Problem details — Update the records below by replacing every "Annotate" with "Mark" and leaving everything else unchanged. Omit the pictures from your answer.

Raw data —

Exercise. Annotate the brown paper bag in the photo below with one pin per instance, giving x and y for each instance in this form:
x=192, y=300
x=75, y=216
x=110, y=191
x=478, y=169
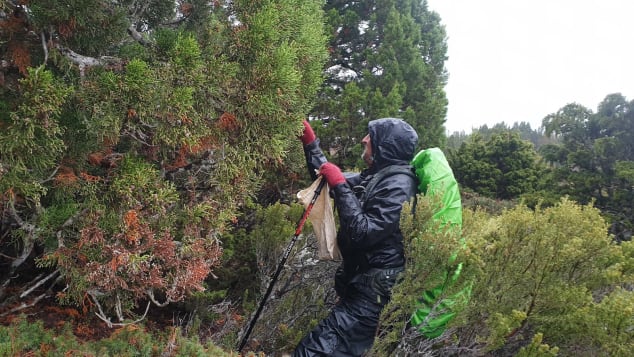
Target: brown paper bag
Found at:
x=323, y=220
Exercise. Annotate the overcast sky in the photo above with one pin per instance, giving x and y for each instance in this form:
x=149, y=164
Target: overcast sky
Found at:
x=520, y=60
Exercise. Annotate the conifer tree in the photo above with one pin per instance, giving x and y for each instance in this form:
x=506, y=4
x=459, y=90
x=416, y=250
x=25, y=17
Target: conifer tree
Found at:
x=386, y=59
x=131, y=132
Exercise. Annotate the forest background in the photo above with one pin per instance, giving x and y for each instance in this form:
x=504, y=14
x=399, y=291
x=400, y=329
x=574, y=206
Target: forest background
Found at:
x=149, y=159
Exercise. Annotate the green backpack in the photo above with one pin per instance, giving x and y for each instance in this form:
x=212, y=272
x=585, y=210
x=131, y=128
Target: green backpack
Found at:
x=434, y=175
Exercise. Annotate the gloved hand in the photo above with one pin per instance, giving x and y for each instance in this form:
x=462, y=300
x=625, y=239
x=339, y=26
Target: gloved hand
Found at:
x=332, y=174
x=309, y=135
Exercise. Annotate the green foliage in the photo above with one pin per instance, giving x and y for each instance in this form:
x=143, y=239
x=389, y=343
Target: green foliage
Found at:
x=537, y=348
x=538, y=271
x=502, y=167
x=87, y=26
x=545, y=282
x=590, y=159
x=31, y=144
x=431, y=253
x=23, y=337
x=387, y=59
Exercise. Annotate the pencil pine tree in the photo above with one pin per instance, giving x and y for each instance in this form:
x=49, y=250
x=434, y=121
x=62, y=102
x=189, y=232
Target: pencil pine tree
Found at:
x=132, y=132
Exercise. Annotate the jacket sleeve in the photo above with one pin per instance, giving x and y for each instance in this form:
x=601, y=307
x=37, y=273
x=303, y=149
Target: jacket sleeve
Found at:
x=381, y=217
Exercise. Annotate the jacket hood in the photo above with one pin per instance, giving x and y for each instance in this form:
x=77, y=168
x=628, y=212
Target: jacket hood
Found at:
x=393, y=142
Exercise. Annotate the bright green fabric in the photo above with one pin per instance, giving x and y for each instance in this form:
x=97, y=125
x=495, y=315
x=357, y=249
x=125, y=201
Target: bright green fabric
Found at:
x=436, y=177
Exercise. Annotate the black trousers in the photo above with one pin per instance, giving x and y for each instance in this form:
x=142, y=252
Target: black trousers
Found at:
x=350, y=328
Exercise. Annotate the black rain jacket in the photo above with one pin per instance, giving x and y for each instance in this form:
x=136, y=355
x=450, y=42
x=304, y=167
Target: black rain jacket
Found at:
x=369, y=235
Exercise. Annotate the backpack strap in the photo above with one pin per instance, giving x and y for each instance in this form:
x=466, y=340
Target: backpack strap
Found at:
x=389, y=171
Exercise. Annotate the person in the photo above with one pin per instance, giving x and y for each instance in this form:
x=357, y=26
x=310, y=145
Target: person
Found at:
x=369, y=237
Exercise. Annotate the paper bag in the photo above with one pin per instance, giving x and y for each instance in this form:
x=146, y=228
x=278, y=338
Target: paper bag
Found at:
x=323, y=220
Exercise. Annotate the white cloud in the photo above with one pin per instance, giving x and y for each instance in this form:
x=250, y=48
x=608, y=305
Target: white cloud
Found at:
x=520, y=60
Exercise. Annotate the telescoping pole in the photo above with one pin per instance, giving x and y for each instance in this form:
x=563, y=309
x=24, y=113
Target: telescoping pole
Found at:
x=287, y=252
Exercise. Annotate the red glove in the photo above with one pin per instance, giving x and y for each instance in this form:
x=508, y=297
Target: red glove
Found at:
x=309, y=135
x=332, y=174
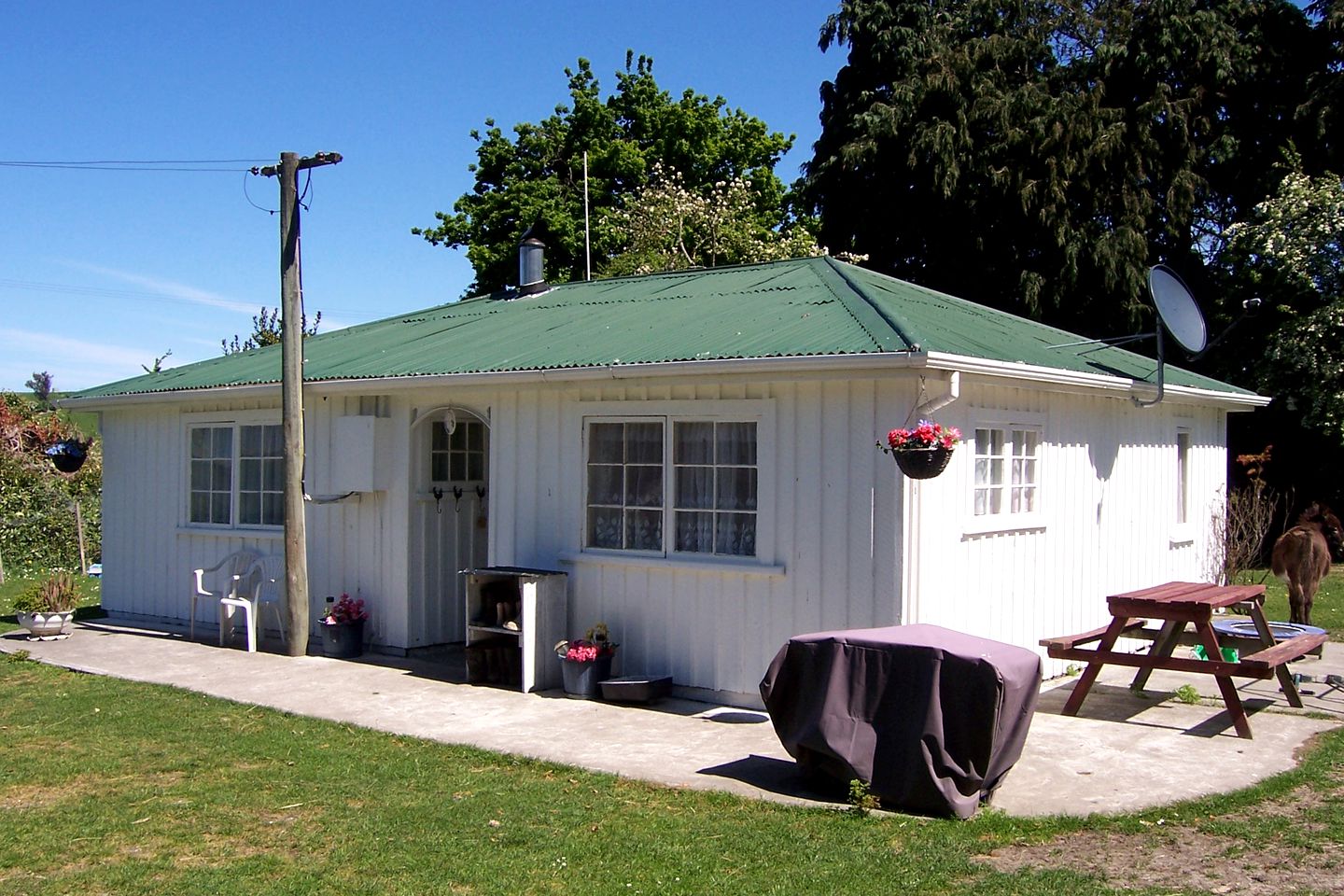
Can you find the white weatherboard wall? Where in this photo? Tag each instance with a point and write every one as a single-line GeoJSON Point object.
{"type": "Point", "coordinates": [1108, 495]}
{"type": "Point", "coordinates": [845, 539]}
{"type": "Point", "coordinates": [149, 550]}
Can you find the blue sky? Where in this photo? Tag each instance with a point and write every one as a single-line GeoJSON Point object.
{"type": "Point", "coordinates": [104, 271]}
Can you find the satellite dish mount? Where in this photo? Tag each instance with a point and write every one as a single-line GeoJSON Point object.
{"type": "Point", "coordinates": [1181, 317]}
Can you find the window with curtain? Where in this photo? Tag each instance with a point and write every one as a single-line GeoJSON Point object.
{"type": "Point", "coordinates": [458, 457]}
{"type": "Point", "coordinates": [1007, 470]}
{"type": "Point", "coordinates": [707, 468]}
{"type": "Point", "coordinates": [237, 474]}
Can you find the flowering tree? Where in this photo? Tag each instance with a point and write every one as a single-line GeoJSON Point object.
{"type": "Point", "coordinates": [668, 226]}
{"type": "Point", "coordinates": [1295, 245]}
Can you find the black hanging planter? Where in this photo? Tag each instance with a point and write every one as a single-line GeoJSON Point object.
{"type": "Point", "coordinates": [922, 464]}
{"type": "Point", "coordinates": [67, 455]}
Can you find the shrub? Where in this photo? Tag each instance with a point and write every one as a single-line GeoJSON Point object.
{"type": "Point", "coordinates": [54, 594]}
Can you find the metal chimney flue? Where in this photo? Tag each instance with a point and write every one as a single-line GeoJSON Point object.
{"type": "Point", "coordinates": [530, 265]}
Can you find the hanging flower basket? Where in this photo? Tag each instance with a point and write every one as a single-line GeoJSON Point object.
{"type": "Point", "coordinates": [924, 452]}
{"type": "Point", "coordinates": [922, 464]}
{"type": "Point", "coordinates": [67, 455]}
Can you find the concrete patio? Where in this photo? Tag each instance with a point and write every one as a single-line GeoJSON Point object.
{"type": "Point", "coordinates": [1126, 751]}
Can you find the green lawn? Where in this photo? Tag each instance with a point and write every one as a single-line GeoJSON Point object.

Answer for the task —
Exercise. Mark the brown paper bag in the photo below with one pin per instance, giving x and y for each instance in this form:
x=192, y=300
x=75, y=216
x=110, y=191
x=478, y=169
Target: brown paper bag
Found at:
x=323, y=220
Exercise. Mark the overcast sky in the photo above with one pin per instance, giving x and y for each instance in this form:
x=149, y=164
Target: overcast sky
Found at:
x=520, y=60
Exercise. Mark the conifer tree in the photo above with one pin per instance, giving x and y for each instance in this form:
x=506, y=4
x=459, y=90
x=416, y=250
x=25, y=17
Target: conifer tree
Found at:
x=386, y=59
x=131, y=132
Exercise. Mark the forest background in the photo above with one pin per instance, giving x and y for each instance in this form:
x=504, y=14
x=399, y=291
x=400, y=329
x=574, y=206
Target: forest background
Found at:
x=149, y=159
Exercise. Mark the green backpack in the photo above with one pin per instance, giving x and y for each instance in this form:
x=212, y=272
x=585, y=210
x=131, y=128
Target: green backpack
Found at:
x=434, y=175
Exercise. Mark the gloved hand in the photo above with one pin per instance, giving x and y for each instance in this form:
x=462, y=300
x=625, y=239
x=339, y=26
Target: gloved hand
Found at:
x=332, y=174
x=309, y=135
Exercise. Mark the green foliage in the photo above with one pin per instance, giving x and y for each instance in this form:
x=143, y=239
x=389, y=343
Target: green foliage
Found at:
x=537, y=348
x=538, y=271
x=502, y=167
x=87, y=26
x=545, y=282
x=590, y=159
x=31, y=144
x=431, y=253
x=23, y=337
x=387, y=59
Exercise. Mark the pencil pine tree in the photo above with one pin per instance, giving x and y for each instance in this form:
x=49, y=250
x=434, y=121
x=62, y=102
x=189, y=232
Target: pencil pine tree
Found at:
x=132, y=132
Exercise. Mark the jacket sleeve in the photo above with one pin per instance, giving x and y for each instance in this form:
x=601, y=307
x=37, y=273
x=303, y=149
Target: jacket sleeve
Found at:
x=381, y=217
Exercise. Mark the jacket hood in the photo above with one pin per instance, giving x and y for each instance in this form:
x=77, y=168
x=628, y=212
Target: jacket hood
Found at:
x=393, y=142
Exercise. Mark the bright green fabric in the photo above with one pin per instance, giving x and y for each instance in this form:
x=97, y=125
x=495, y=315
x=357, y=249
x=125, y=201
Target: bright green fabric
Found at:
x=436, y=177
Exercise. Mark the black trousers in the photo above with one pin per instance, giving x and y for each instance in this form:
x=142, y=252
Target: black trousers
Found at:
x=350, y=328
Exercise. Mark the black rain jacket in the photo above with one pin per instance, giving x and y for each instance in this form:
x=136, y=355
x=450, y=42
x=304, y=167
Target: black rain jacket
Found at:
x=369, y=235
Exercise. Mark the backpack strap in the photo above with one pin per instance, giving x and y for each instance in this form:
x=466, y=340
Target: backpack strap
Found at:
x=389, y=171
Exercise. Mark the person in the photo above with one pin per instance, giving x and y for each instance in this form:
x=357, y=26
x=310, y=145
Target: person
Found at:
x=369, y=237
Exercise. Mark the paper bag in the photo above with one pin per instance, giving x and y for each instance in this form:
x=146, y=228
x=278, y=338
Target: paper bag
Found at:
x=323, y=220
Exercise. Mark the white cloud in the photo above with one pin per instance, giving x and y for each instance in this form:
x=250, y=48
x=608, y=305
Target: white cloud
Found at:
x=520, y=60
Exercise. Mark the telescoping pole in the photo above with one pin per instance, giving x and y for each instance in this form:
x=563, y=309
x=24, y=113
Target: telescoping pole
Found at:
x=287, y=252
Exercise. Mark the red glove in the photo above with one pin per instance, giving x and y for each instance in this form:
x=508, y=297
Target: red glove
Found at:
x=309, y=135
x=332, y=174
Can you find the white weatherboard wall? Where in this photo? Tag each instance with a point and write every one as a single-line GeoJSON Point object.
{"type": "Point", "coordinates": [1108, 495]}
{"type": "Point", "coordinates": [845, 539]}
{"type": "Point", "coordinates": [149, 550]}
Can you find the blue sky? Where in this photo? Tag each instance with a point and write every one as a single-line GeoJSON Point object.
{"type": "Point", "coordinates": [104, 271]}
Can you find the satellite dish mount? Where in this photo? Tag each instance with a point and write every one as a single-line GeoJSON Point object.
{"type": "Point", "coordinates": [1181, 317]}
Can you find the window with curtain? Where in this photo? Tag each instance with a point and write every one as a single-line GeoJSON Point object.
{"type": "Point", "coordinates": [458, 457]}
{"type": "Point", "coordinates": [1007, 470]}
{"type": "Point", "coordinates": [707, 468]}
{"type": "Point", "coordinates": [237, 474]}
Can you find the flowering tree? Where in this photo? Tag each instance with a point and write every one as a single-line GeoJSON Point object.
{"type": "Point", "coordinates": [668, 226]}
{"type": "Point", "coordinates": [1295, 245]}
Can you find the black hanging planter? Where in this photo? Tag each instance with a point and write every one as a single-line GeoJSON Point object.
{"type": "Point", "coordinates": [922, 464]}
{"type": "Point", "coordinates": [67, 455]}
Can you find the shrub? Where in this photo? Tag each instance with a point and write every one as a single-line GeoJSON Point object.
{"type": "Point", "coordinates": [54, 594]}
Can you find the metal chimney flue? Where in this photo? Tag each instance with a point and write every one as a single-line GeoJSON Point object.
{"type": "Point", "coordinates": [530, 265]}
Can you find the hanging flower basket? Where in this photo? Tag each instance with a point and write every one as a single-line GeoJSON Point object.
{"type": "Point", "coordinates": [924, 452]}
{"type": "Point", "coordinates": [922, 464]}
{"type": "Point", "coordinates": [67, 455]}
Can you find the concrete patio? Where in this photo? Tag each instance with a point and write every one as a single-line GeoJSON Point object.
{"type": "Point", "coordinates": [1126, 751]}
Can you find the green lawn? Where in this photo? Tag each instance with a point and write every one as a single-line GeoJSON Point object.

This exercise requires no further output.